» Belge Bölümü
────────────────

DSÖ, halihazırda gözetim altında olan yeni COVID-19 varyantı NB.1.8.1 konusunda uyardı

Dünya Sağlık Örgütü (WHO), 23 Mayıs'ta yayımladığı son değerlendirmesinde, koronavirüs pandemisine neden olan SARS-CoV-2'nin NB.1.8.1 varyantının, dünyanın farklı bölgelerinde sürekli yayılması nedeniyle "gözetim altındaki varyant" olarak sınıflandırıldığını duyurdu. Ancak uluslararası kuruluş, küresel halk sağlığı açısından riskin düşük kaldığını belirtti.

DSÖ gözetimin sürdürülmesi çağrısında bulundu. Fotoğraf: iStock
NB.1.8.1, rekombinant varyant XDV.1.5.1'in bir soyundan geliyor ve ilk olarak 22 Ocak 2025'te tespit edildi. O zamandan beri, küresel örneklerdeki oranı hızla arttı: GISAID'den çıkarılan verilere göre, epidemiyolojik hafta 14'te %2,5'ten 17. haftada %10,7'ye çıktı.
DSÖ değerlendirmesinde, "Batı Pasifik bölgesindeki ülkelerde önemli bir büyüme gördük ancak bu varyantın şu anda dolaşımda olan diğer varyantlara kıyasla daha şiddetli hastalığa neden olduğuna dair bir kanıt yok" denildi.
NB.1.8.1'in Spike proteininde, virüsün bağışıklık sistemini etkileme ve ondan kaçma yeteneğini artırabilecek mutasyonlar var. Bunlar arasında, sınıf 1 ve 2 antikorlarının kaçışını artıran T478I ve bazı monoklonal antikorların etkinliğini azaltan A435S yer alıyor. Buna rağmen yapılan ilk çalışmalar, mevcut aşıların nötralize edici kapasitesinin LP.8.1.1 varyantına kıyasla yalnızca 1,5 ila 1,6 kat azaldığını gösteriyor.
"Bağışıklık kaçınması diğer JN.1 alt varyantlarına kıyasla marjinaldir. Endişelenecek bir neden yok, ancak yakından takip etmek için neden var," diye belirtti kuruluş.

Bu yeni varyanta karşı aşılama hala etkililiğini sürdürüyor. Fotoğraf: iStock
Klinik etkiye ilişkin olarak DSÖ, bu varyantla ilişkili vakaların şiddetinde artışa dair herhangi bir belirti tespit edilmediğini bildirdi. NB.1.8.1'in baskın olduğu Batı Pasifik gibi bölgelerde daha fazla hastane yatışı bildirilmesine rağmen, yoğun bakım ünitesine yatışlarda veya mortalitede artış olduğuna dair bir kanıt yoktur.
Raporda, "NB.1.8.1'in daha yüksek klinik şiddetle ilişkili olduğunu gösteren hiçbir veri bulunmamaktadır" açıklaması yapıldı. Ayrıca varyantın, remdesivir ve molnupiravir gibi diğer tedaviler üzerindeki etkisini anlamak için daha fazla araştırmaya ihtiyaç duyulmasına rağmen, Nirmatrelvir (Paxlovid) gibi antivirallerin etkinliğini tehlikeye atacak mutasyonlara sahip olmadığı belirtiliyor.

────────────────

» Gösterilen Malzeme
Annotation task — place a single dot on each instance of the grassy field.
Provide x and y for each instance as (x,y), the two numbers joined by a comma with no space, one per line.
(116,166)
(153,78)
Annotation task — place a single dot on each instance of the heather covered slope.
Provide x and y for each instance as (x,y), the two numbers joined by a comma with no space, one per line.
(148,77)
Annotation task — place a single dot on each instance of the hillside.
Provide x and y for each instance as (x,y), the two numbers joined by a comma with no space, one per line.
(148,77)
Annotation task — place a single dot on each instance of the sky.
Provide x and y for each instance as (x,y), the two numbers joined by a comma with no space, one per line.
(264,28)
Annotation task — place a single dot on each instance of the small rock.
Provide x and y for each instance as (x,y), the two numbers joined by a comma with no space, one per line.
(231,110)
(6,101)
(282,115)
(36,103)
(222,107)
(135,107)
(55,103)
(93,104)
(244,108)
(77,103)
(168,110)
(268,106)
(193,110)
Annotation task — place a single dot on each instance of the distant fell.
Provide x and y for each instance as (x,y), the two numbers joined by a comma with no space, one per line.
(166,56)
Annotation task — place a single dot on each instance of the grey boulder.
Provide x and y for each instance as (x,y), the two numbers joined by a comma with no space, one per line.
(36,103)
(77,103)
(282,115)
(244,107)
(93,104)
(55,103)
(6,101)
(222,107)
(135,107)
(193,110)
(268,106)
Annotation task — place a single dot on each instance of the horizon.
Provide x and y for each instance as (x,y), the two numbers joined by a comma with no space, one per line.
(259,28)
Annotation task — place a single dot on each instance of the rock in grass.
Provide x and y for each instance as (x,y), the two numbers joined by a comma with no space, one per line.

────────────────

» Alıştırma Yönergeleri
1. Belge bölümünde "Dünya Sağlık Örgütü" sözcüklerinden "haftada %10,7'ye çıktı." sözcüklerine kadar uzanan kısmı harfi harfine yazıya geçirin.
2. Belge bölümüne göre aşağıdaki soruları cevaplayın:
(a) DSÖ son değerlendirmesini hangi tarihte yayımladı?
(b) NB.1.8.1 ilk olarak ne zaman tespit edildi?
(c) Bazı monoklonal antikorların etkinliğini azaltan mutasyon hangisidir?
Bu alıştırmada satırlara ihtiyaç yoktur.

» Cevap Bölümü
1.
Dünya Sağlık Örgütü (WHO), 23 Mayıs'ta yayımladığı son değerlendirmesinde, koronavirüs pandemisine neden olan SARS-CoV-2'nin NB.1.8.1 varyantının, dünyanın farklı bölgelerinde sürekli yayılması nedeniyle "gözetim altındaki varyant" olarak sınıflandırıldığını duyurdu. Ancak uluslararası kuruluş, küresel halk sağlığı açısından riskin düşük kaldığını belirtti.

DSÖ gözetimin sürdürülmesi çağrısında bulundu. Fotoğraf: iStock
NB.1.8.1, rekombinant varyant XDV.1.5.1'in bir soyundan geliyor ve ilk olarak 22 Ocak 2025'te tespit edildi. O zamandan beri, küresel örneklerdeki oranı hızla arttı: GISAID'den çıkarılan verilere göre, epidemiyolojik hafta 14'te %2,5'ten 17. haftada %10,7'ye çıktı.

2.
(a) 23 Mayıs'ta.
(b) 22 Ocak 2025'te.
(c) A435S.